Exercise 1:
In the passage on darkness and light, what is the third source of light named?
Exercise 2:
Please write a continuation of the passage on darkness and light, picking up after its final sentence.

Passage provided:
# # # # # # #

There are dark things happening in the world.
As much as I try, for the sake of my soul, to keep the news at arm’s length, it finds a way in. Its hard to watch cameras sharing scenes of violence, especially knowing they’re doing it mostly to keep your eyes glued to the screen for their commercials.
Illness? In my work with Seniors with dementia producing illnesses I’ve experienced more people who’ve died of Covid than I have fingers and toes. So have all the others who work with me. So have countless nurses and providers all over this country. A decade or more, perhaps to the end of our lives, we’ll remember these days and those faces.
But the light, the light is still shining out there if you dare to look for it, if you choose to turn off your yammering TV and see beyond the walls of quarantine. First the light of God which is undimmed by any of the darkness of this world. Second, the light of God shining through the goodness of humans who’ve chosen to do good for each other, sometimes even at their own peril. Third, the goodness of God in the creation that reveals itself like a rose in the middle of thorns. All of it is there, undenied, undying, and real to those who have the faith to see with eyes attuned not to just the present but also to that which is real beyond the present.

# # # # # # #

Recorded information:
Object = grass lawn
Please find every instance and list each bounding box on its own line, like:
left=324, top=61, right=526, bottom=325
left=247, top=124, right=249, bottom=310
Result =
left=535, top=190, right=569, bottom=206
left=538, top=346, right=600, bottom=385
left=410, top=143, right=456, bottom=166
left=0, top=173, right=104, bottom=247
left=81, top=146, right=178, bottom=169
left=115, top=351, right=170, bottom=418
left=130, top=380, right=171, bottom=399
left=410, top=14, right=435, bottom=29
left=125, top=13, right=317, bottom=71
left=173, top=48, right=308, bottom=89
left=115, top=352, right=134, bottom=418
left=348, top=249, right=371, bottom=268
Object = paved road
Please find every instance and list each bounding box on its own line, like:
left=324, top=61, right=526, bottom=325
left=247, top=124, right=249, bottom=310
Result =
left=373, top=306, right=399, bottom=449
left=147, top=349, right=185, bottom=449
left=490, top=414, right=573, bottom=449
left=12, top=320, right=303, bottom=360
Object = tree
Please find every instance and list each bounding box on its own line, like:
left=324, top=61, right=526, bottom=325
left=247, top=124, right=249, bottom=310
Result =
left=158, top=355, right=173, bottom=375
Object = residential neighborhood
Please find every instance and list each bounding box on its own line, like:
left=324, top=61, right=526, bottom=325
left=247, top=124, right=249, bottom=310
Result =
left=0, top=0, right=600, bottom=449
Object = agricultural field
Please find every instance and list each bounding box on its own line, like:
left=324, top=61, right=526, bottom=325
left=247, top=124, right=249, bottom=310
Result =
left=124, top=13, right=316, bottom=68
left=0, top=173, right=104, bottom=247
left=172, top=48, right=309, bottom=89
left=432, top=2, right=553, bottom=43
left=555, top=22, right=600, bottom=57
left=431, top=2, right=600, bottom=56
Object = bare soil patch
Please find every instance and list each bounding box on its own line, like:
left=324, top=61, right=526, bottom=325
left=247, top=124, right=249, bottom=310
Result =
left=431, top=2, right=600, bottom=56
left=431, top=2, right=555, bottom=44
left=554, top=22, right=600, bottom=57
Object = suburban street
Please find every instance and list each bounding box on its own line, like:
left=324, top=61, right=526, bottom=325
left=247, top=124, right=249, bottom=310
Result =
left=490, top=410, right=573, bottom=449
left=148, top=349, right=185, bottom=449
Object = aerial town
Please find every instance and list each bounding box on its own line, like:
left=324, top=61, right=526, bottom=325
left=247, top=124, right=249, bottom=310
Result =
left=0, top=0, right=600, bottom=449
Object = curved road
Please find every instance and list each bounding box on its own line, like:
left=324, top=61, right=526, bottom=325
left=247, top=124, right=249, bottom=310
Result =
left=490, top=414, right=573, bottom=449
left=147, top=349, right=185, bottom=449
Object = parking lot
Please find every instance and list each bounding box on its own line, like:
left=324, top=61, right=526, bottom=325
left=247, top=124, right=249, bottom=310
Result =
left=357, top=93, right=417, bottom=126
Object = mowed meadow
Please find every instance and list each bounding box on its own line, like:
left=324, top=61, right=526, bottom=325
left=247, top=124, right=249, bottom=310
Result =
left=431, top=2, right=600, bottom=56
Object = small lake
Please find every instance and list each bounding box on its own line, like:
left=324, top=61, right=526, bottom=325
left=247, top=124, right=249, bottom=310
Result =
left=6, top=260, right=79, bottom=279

# # # # # # #

Output 1:
The goodness of God in the creation, which reveals itself like a rose in the middle of thorns.

Output 2:
We all see what we want to see, what we’ve been conditioned to see, what our culture tells us to see. Some much of it is one dimensional, a present of only the here and now and that’s both unreal and a shame. Unreal because truly there is so much more than only that which meets the eye in any given moment and a shame because if a person hasn’t figured out how to see with the eyes of faith they will be forced to live without seeing the whole picture, to live as if the TV was all there is.